Texte fourni:
Mais celle-ci a de pervers qu’elle est faussement rassurante et même revalorisante pour les medecins généralistes.

Généraliste comme spécialité à part entière, ca peut paraître une bonne façon de voir les choses, sauf qu’actuellement, le médecin généraliste est le médecin sacrifié...

Pour le prouver, il suffit d’y regarder d’un peu plus pres :
- La nouvelle réforme de la sécurité sociale n’apporte aucun bénéfice à ces travailleurs acharnés et meme déprécie leur travail en leur imposant sans contrepartie des charges en matière administrative
- De plus, contrairement aux spécialistes qui ont vu leur consultation revalorisée en termes de tarifs, pour les médecins généralistes, nada
- Encore plus grave, que ce soit dans les médias, ou meme a travers ce qu’on entend chez nos patients, le médecin généraliste est soit un mauvais médecin, soit une vache à prescriptions (« je vous mets quoi, ma petite dame ? » on se sert comme au supermarché)

A ce rythme la, et en sachant qu’on ne voit aucun généraliste pendant notre formation (sauf le sien quand on a un vaccin à faire), comment voulez vous que cette merveilleuse discipline paraisse attractive ? et meme si elle l’est pour beaucoup, parce que c’est un des plus beaux métiers du monde, quand on voit les pouvoirs plublics s’acharner dessus, on n’a pas très envie de faire partie de ceux sur qui on tape, pendant toute notre future activité.

Quand on reprend ces deux éléments (la génération sacrifiée au concours et les médecins généralistes sacrifiés), on en arrive à ce qui se passe dans les facs actuellement :

Le concours d’internat, meme s’il est nommé pompeusement "Epreuve Nationale Classante" (ce n’est meme plus un examen), reste extrêmement élitiste, et favorise essentiellement le bachotage (surtout ne rien rien oublier pour avoir le plus de points à ramasser, quand on sait que souvent quelques dizaines de points suffisent à changer une centaine de places).

Les places les plus demandées restent toujours les memes (spécialités avec de gros revenus, villes prestigieuses - Paris en premier lieu), ce qui fait le plaisir de tous les doyens, qui comptent les points avec les autres facs....

Exemple dans la mienne : une heure de décryptage des chiffres de l’ENC, pour dire qu’on est les meilleurs, qu’on se bat avec une autre fac pour les premières places, et qu’on va y arriver. On a souvent l’impression de n’etre qu’une écurie de poulains qu’on lache dans l’arene, pour voir quel est le meilleur entraineur. Parce que les doyens ne fixent d’objectifs de l’enseignement et ne modifient leurs stratégies qu’en fonction de ca : pas selon le critère "Mes élèves seront de bons médecins", mais "Mes élèves seront les mieux classés".

Items enregistrés
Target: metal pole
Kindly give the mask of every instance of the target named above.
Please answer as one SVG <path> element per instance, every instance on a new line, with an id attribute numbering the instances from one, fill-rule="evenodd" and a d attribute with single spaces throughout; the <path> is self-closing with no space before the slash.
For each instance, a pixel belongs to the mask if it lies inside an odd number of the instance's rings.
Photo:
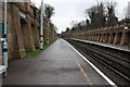
<path id="1" fill-rule="evenodd" d="M 8 27 L 6 27 L 6 0 L 4 0 L 4 42 L 3 42 L 3 64 L 8 67 Z M 6 76 L 6 72 L 5 72 Z"/>
<path id="2" fill-rule="evenodd" d="M 50 30 L 50 22 L 48 20 L 48 44 L 49 44 L 49 30 Z"/>
<path id="3" fill-rule="evenodd" d="M 43 0 L 41 0 L 40 50 L 43 50 Z"/>

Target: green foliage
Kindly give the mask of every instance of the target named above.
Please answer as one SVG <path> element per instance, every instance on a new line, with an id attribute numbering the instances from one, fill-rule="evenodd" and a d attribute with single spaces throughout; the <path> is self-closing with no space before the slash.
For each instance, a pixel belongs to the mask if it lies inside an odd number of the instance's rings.
<path id="1" fill-rule="evenodd" d="M 53 40 L 52 42 L 43 46 L 43 50 L 47 49 L 47 48 L 48 48 L 49 46 L 51 46 L 52 44 L 54 44 L 55 41 L 56 41 L 56 39 Z M 37 49 L 35 52 L 26 52 L 26 57 L 37 57 L 40 52 L 41 52 L 40 49 Z"/>
<path id="2" fill-rule="evenodd" d="M 50 4 L 44 4 L 44 14 L 47 20 L 50 20 L 51 16 L 54 14 L 54 8 Z"/>

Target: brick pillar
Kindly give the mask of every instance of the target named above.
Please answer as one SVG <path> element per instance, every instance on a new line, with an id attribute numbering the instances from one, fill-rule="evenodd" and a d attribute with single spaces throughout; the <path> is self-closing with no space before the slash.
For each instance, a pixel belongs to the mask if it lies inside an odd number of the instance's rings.
<path id="1" fill-rule="evenodd" d="M 118 44 L 119 42 L 119 34 L 116 33 L 115 39 L 114 39 L 114 44 Z"/>
<path id="2" fill-rule="evenodd" d="M 23 42 L 18 9 L 15 5 L 12 5 L 11 9 L 12 18 L 9 22 L 11 26 L 8 28 L 9 58 L 24 58 L 26 50 Z"/>
<path id="3" fill-rule="evenodd" d="M 38 49 L 40 48 L 40 39 L 39 39 L 38 26 L 37 26 L 36 21 L 35 21 L 35 24 L 31 26 L 31 30 L 32 30 L 35 47 L 36 49 Z"/>
<path id="4" fill-rule="evenodd" d="M 104 44 L 108 42 L 108 38 L 109 38 L 109 37 L 108 37 L 108 35 L 106 34 L 106 35 L 105 35 L 105 38 L 104 38 Z"/>
<path id="5" fill-rule="evenodd" d="M 126 45 L 126 44 L 128 44 L 128 34 L 127 34 L 127 33 L 123 33 L 123 34 L 122 34 L 122 37 L 121 37 L 121 42 L 120 42 L 120 45 L 123 46 L 123 45 Z"/>
<path id="6" fill-rule="evenodd" d="M 100 34 L 98 34 L 98 38 L 96 38 L 96 41 L 99 41 L 99 39 L 100 39 Z"/>
<path id="7" fill-rule="evenodd" d="M 2 49 L 1 49 L 1 44 L 0 44 L 0 65 L 2 65 Z"/>
<path id="8" fill-rule="evenodd" d="M 93 41 L 95 41 L 95 39 L 96 39 L 96 35 L 94 35 L 94 39 L 93 39 Z"/>
<path id="9" fill-rule="evenodd" d="M 115 38 L 115 35 L 110 34 L 110 36 L 108 38 L 108 44 L 114 44 L 114 38 Z"/>
<path id="10" fill-rule="evenodd" d="M 104 37 L 104 36 L 103 36 L 103 34 L 102 34 L 102 35 L 101 35 L 100 42 L 103 42 L 103 37 Z"/>
<path id="11" fill-rule="evenodd" d="M 30 16 L 27 14 L 27 24 L 25 25 L 23 32 L 24 44 L 26 51 L 35 51 L 34 38 L 32 38 L 32 30 L 31 30 L 31 20 Z"/>

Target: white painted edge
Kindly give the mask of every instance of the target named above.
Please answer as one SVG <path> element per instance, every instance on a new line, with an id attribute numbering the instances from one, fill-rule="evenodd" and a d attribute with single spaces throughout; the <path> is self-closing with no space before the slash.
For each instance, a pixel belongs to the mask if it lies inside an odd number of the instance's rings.
<path id="1" fill-rule="evenodd" d="M 66 41 L 67 42 L 67 41 Z M 68 42 L 67 42 L 68 44 Z M 118 87 L 114 82 L 112 82 L 104 73 L 102 73 L 94 64 L 92 64 L 89 60 L 87 60 L 80 52 L 78 52 L 70 44 L 68 44 L 73 50 L 75 50 L 87 63 L 89 63 L 103 78 L 108 82 L 108 84 L 113 85 L 114 87 Z"/>

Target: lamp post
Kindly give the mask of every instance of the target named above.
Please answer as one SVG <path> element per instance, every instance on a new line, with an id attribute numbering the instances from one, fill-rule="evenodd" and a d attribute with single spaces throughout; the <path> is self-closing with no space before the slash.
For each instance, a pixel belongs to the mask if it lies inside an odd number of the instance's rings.
<path id="1" fill-rule="evenodd" d="M 3 64 L 4 64 L 4 66 L 8 69 L 6 0 L 4 0 Z M 6 76 L 6 72 L 5 72 L 5 76 Z"/>
<path id="2" fill-rule="evenodd" d="M 41 0 L 40 50 L 43 50 L 43 0 Z"/>
<path id="3" fill-rule="evenodd" d="M 50 22 L 49 22 L 49 20 L 48 20 L 48 44 L 49 44 L 49 32 L 50 32 Z"/>

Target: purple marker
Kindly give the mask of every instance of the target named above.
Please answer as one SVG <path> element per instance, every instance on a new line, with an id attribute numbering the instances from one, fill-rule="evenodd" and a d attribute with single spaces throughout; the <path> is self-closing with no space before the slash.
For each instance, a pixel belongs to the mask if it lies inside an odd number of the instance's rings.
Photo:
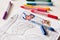
<path id="1" fill-rule="evenodd" d="M 10 1 L 9 4 L 8 4 L 7 10 L 4 13 L 3 19 L 6 19 L 7 18 L 8 13 L 9 13 L 9 10 L 10 10 L 11 7 L 12 7 L 12 3 Z"/>

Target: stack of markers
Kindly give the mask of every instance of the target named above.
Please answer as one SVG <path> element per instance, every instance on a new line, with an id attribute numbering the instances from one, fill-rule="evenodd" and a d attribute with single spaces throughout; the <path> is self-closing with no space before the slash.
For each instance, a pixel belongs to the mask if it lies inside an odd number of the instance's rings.
<path id="1" fill-rule="evenodd" d="M 31 13 L 33 13 L 33 14 L 35 13 L 35 14 L 38 14 L 38 15 L 43 15 L 43 16 L 47 16 L 47 17 L 52 18 L 52 19 L 57 19 L 57 20 L 59 20 L 59 18 L 58 18 L 57 16 L 52 15 L 51 13 L 48 12 L 48 11 L 51 10 L 49 7 L 39 7 L 39 6 L 33 6 L 33 5 L 27 5 L 27 4 L 25 4 L 25 5 L 23 5 L 23 6 L 20 6 L 20 8 L 29 10 L 29 11 L 30 11 Z M 44 26 L 49 25 L 49 26 L 48 26 L 48 29 L 49 29 L 50 31 L 55 31 L 54 28 L 50 27 L 50 26 L 51 26 L 51 25 L 50 25 L 50 21 L 37 17 L 38 20 L 39 20 L 39 19 L 42 20 L 41 23 L 38 23 L 38 22 L 36 22 L 35 20 L 31 20 L 31 19 L 36 18 L 37 15 L 33 15 L 33 14 L 27 15 L 25 12 L 23 12 L 23 14 L 25 15 L 25 17 L 22 17 L 24 20 L 28 20 L 28 21 L 30 21 L 30 22 L 32 22 L 32 23 L 34 23 L 34 24 L 41 25 L 40 28 L 41 28 L 41 30 L 42 30 L 42 32 L 43 32 L 44 35 L 47 35 L 47 32 L 46 32 Z M 28 13 L 28 14 L 29 14 L 29 13 Z M 37 19 L 36 19 L 36 20 L 37 20 Z M 41 21 L 41 20 L 40 20 L 40 21 Z M 45 25 L 45 24 L 47 24 L 47 25 Z"/>
<path id="2" fill-rule="evenodd" d="M 27 5 L 27 4 L 20 7 L 23 9 L 30 10 L 32 13 L 35 13 L 35 14 L 39 14 L 39 15 L 47 16 L 52 19 L 60 20 L 58 16 L 52 15 L 51 13 L 48 12 L 51 10 L 49 7 L 39 7 L 39 6 L 33 6 L 33 5 Z"/>
<path id="3" fill-rule="evenodd" d="M 30 5 L 49 5 L 53 6 L 53 3 L 51 0 L 26 0 L 27 4 Z"/>

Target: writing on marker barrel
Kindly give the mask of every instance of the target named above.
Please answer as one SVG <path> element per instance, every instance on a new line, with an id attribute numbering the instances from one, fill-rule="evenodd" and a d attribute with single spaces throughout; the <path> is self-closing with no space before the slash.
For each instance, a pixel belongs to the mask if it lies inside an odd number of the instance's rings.
<path id="1" fill-rule="evenodd" d="M 47 17 L 60 20 L 57 16 L 49 14 L 49 13 L 48 14 L 47 13 L 41 13 L 40 11 L 37 11 L 37 10 L 34 10 L 34 9 L 31 10 L 31 12 L 36 13 L 36 14 L 42 14 L 42 15 L 45 15 Z"/>
<path id="2" fill-rule="evenodd" d="M 6 19 L 7 18 L 11 7 L 12 7 L 12 3 L 10 1 L 9 4 L 8 4 L 8 7 L 6 9 L 6 11 L 4 12 L 3 19 Z"/>
<path id="3" fill-rule="evenodd" d="M 24 8 L 24 9 L 35 9 L 37 11 L 41 11 L 41 12 L 48 12 L 48 9 L 47 8 L 35 8 L 33 6 L 20 6 L 21 8 Z"/>
<path id="4" fill-rule="evenodd" d="M 29 5 L 48 5 L 48 6 L 53 6 L 52 2 L 32 2 L 32 1 L 28 1 L 27 4 Z"/>
<path id="5" fill-rule="evenodd" d="M 40 7 L 40 6 L 33 6 L 33 5 L 28 5 L 28 4 L 24 4 L 24 6 L 26 7 L 31 7 L 31 8 L 42 8 L 42 9 L 45 9 L 45 10 L 48 10 L 50 11 L 50 7 Z"/>

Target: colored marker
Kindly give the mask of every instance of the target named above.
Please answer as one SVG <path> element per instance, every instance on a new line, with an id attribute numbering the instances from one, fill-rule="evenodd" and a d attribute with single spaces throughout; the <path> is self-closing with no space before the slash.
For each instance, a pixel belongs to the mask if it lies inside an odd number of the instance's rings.
<path id="1" fill-rule="evenodd" d="M 52 2 L 32 2 L 32 1 L 28 1 L 27 4 L 29 4 L 29 5 L 48 5 L 48 6 L 53 6 Z"/>
<path id="2" fill-rule="evenodd" d="M 40 6 L 33 6 L 33 5 L 28 5 L 28 4 L 24 4 L 24 6 L 26 6 L 26 7 L 30 7 L 30 8 L 41 8 L 41 9 L 45 9 L 45 10 L 48 10 L 48 11 L 50 11 L 51 9 L 50 9 L 50 7 L 40 7 Z"/>
<path id="3" fill-rule="evenodd" d="M 45 15 L 45 16 L 47 16 L 47 17 L 60 20 L 60 19 L 59 19 L 57 16 L 55 16 L 55 15 L 47 14 L 47 13 L 41 13 L 40 11 L 37 11 L 37 10 L 34 10 L 34 9 L 31 10 L 31 12 L 36 13 L 36 14 L 42 14 L 42 15 Z"/>
<path id="4" fill-rule="evenodd" d="M 37 11 L 41 11 L 41 12 L 48 12 L 48 10 L 47 9 L 45 9 L 45 8 L 34 8 L 33 6 L 20 6 L 21 8 L 24 8 L 24 9 L 35 9 L 35 10 L 37 10 Z"/>
<path id="5" fill-rule="evenodd" d="M 12 7 L 12 3 L 10 1 L 9 4 L 8 4 L 8 7 L 7 7 L 7 9 L 6 9 L 5 13 L 4 13 L 3 19 L 7 18 L 11 7 Z"/>
<path id="6" fill-rule="evenodd" d="M 51 2 L 51 0 L 26 0 L 26 1 L 43 1 L 43 2 Z"/>
<path id="7" fill-rule="evenodd" d="M 9 18 L 4 25 L 0 27 L 0 36 L 3 36 L 8 29 L 16 22 L 18 18 L 18 15 L 13 15 L 11 18 Z"/>

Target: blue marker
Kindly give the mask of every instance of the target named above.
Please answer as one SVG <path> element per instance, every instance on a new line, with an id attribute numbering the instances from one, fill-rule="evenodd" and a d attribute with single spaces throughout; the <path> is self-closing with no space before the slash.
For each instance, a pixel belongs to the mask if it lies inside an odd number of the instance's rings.
<path id="1" fill-rule="evenodd" d="M 29 4 L 29 5 L 48 5 L 48 6 L 53 6 L 52 2 L 32 2 L 32 1 L 27 1 L 27 4 Z"/>

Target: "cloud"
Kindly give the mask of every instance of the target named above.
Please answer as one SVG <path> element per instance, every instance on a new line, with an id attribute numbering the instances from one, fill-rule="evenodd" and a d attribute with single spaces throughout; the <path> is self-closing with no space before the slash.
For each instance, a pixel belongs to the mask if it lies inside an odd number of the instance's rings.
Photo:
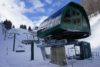
<path id="1" fill-rule="evenodd" d="M 0 0 L 0 17 L 12 21 L 17 28 L 20 24 L 33 26 L 33 22 L 23 15 L 24 2 L 20 4 L 21 7 L 16 4 L 15 0 Z"/>
<path id="2" fill-rule="evenodd" d="M 46 3 L 51 4 L 52 0 L 45 0 Z"/>

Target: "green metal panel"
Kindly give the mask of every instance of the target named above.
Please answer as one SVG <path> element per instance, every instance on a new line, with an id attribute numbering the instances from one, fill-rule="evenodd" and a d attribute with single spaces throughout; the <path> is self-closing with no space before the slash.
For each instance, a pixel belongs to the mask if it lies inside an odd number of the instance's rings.
<path id="1" fill-rule="evenodd" d="M 42 29 L 37 32 L 40 38 L 51 36 L 55 39 L 80 39 L 91 34 L 86 12 L 74 2 L 51 15 L 41 26 Z"/>

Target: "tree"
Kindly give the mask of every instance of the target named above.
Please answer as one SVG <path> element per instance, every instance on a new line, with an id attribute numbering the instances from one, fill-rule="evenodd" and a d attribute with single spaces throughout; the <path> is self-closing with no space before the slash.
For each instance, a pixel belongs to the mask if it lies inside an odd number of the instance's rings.
<path id="1" fill-rule="evenodd" d="M 27 29 L 26 25 L 20 25 L 20 28 Z"/>
<path id="2" fill-rule="evenodd" d="M 12 22 L 9 20 L 5 20 L 3 24 L 7 30 L 12 28 Z"/>

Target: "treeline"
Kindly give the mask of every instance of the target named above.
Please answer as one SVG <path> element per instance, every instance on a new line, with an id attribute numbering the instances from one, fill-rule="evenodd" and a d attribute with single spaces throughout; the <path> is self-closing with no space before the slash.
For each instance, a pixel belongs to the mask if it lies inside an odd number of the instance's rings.
<path id="1" fill-rule="evenodd" d="M 23 24 L 20 25 L 20 28 L 21 28 L 21 29 L 26 29 L 26 30 L 28 30 L 28 31 L 32 31 L 32 28 L 31 28 L 30 26 L 29 26 L 28 29 L 27 29 L 27 26 L 26 26 L 26 25 L 23 25 Z"/>
<path id="2" fill-rule="evenodd" d="M 100 12 L 100 0 L 81 0 L 81 5 L 85 8 L 88 15 L 97 11 Z"/>

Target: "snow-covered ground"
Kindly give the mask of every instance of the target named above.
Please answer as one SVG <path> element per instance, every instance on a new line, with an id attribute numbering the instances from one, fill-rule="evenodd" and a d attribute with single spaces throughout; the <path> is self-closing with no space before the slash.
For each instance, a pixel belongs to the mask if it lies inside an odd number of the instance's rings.
<path id="1" fill-rule="evenodd" d="M 99 67 L 100 66 L 100 14 L 90 18 L 92 35 L 88 38 L 82 39 L 91 43 L 93 57 L 86 60 L 69 60 L 68 66 L 64 67 Z M 16 35 L 16 50 L 25 50 L 25 52 L 13 52 L 13 34 Z M 8 32 L 9 33 L 9 32 Z M 32 39 L 33 36 L 26 30 L 12 29 L 10 34 L 4 40 L 4 33 L 2 32 L 2 25 L 0 24 L 0 67 L 59 67 L 58 65 L 49 63 L 49 60 L 44 61 L 40 48 L 34 44 L 35 59 L 30 60 L 30 45 L 22 44 L 23 39 Z M 48 49 L 47 49 L 48 50 Z M 48 52 L 50 53 L 50 52 Z"/>

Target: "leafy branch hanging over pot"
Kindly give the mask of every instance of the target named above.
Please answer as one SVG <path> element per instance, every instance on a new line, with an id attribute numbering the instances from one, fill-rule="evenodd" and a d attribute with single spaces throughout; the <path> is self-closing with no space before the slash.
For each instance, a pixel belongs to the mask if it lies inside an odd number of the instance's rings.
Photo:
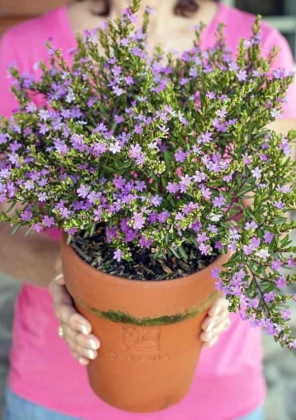
<path id="1" fill-rule="evenodd" d="M 235 59 L 222 24 L 206 50 L 201 24 L 182 56 L 160 46 L 149 55 L 153 11 L 135 29 L 139 4 L 85 31 L 71 65 L 49 42 L 51 65 L 37 63 L 36 79 L 10 68 L 20 109 L 2 118 L 0 200 L 23 207 L 1 220 L 13 233 L 22 225 L 28 234 L 56 227 L 74 249 L 95 247 L 106 231 L 104 246 L 117 265 L 132 267 L 142 250 L 168 267 L 171 278 L 172 261 L 194 270 L 188 250 L 208 257 L 208 264 L 228 250 L 231 257 L 212 275 L 230 310 L 240 309 L 242 319 L 296 354 L 286 305 L 295 296 L 281 289 L 296 277 L 279 270 L 295 264 L 288 233 L 296 224 L 286 212 L 296 207 L 296 134 L 266 128 L 281 115 L 293 74 L 271 69 L 275 48 L 261 56 L 260 17 Z"/>

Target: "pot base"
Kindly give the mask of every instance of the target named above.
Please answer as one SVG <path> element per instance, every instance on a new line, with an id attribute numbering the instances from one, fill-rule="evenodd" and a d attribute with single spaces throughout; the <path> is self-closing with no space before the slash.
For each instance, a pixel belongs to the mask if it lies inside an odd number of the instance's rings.
<path id="1" fill-rule="evenodd" d="M 206 311 L 177 324 L 143 327 L 112 322 L 75 305 L 102 343 L 97 358 L 87 366 L 90 383 L 100 398 L 120 410 L 144 413 L 164 410 L 185 396 Z"/>

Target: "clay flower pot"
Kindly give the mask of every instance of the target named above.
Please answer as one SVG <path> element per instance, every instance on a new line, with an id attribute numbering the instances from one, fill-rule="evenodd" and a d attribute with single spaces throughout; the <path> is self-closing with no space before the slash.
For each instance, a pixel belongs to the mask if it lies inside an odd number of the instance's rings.
<path id="1" fill-rule="evenodd" d="M 133 412 L 160 410 L 188 392 L 202 343 L 201 324 L 218 298 L 211 270 L 141 281 L 93 268 L 61 242 L 67 288 L 101 342 L 87 366 L 90 384 L 109 404 Z"/>

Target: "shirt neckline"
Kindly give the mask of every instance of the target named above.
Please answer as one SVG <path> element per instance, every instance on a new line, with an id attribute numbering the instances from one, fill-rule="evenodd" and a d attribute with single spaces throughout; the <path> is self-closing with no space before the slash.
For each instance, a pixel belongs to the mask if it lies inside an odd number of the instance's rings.
<path id="1" fill-rule="evenodd" d="M 222 19 L 222 17 L 225 10 L 226 7 L 224 5 L 222 2 L 222 1 L 219 1 L 218 3 L 217 10 L 214 18 L 210 22 L 210 23 L 206 26 L 202 32 L 201 39 L 202 44 L 205 42 L 205 36 L 208 34 L 211 34 L 212 30 L 215 30 L 217 24 L 220 22 L 222 21 L 223 19 Z M 64 4 L 60 7 L 60 10 L 61 12 L 61 13 L 60 14 L 61 27 L 63 28 L 65 37 L 66 37 L 66 38 L 68 40 L 71 46 L 74 46 L 76 45 L 77 43 L 76 35 L 74 33 L 71 25 L 70 17 L 67 5 Z"/>

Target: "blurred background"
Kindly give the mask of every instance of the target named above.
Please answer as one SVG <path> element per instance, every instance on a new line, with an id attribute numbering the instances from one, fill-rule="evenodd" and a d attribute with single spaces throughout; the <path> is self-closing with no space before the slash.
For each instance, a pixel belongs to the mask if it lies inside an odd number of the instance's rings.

Objectif visé:
Pouvez-vous recopier à l'identique le passage du texte sur les médecins généralistes qui commence par « Le concours d’internat, meme » et s'achève par « centaine de places). » ? Ces items ne sont d'aucune utilité ici.

Résultat obtenu:
Le concours d’internat, meme s’il est nommé pompeusement "Epreuve Nationale Classante" (ce n’est meme plus un examen), reste extrêmement élitiste, et favorise essentiellement le bachotage (surtout ne rien rien oublier pour avoir le plus de points à ramasser, quand on sait que souvent quelques dizaines de points suffisent à changer une centaine de places).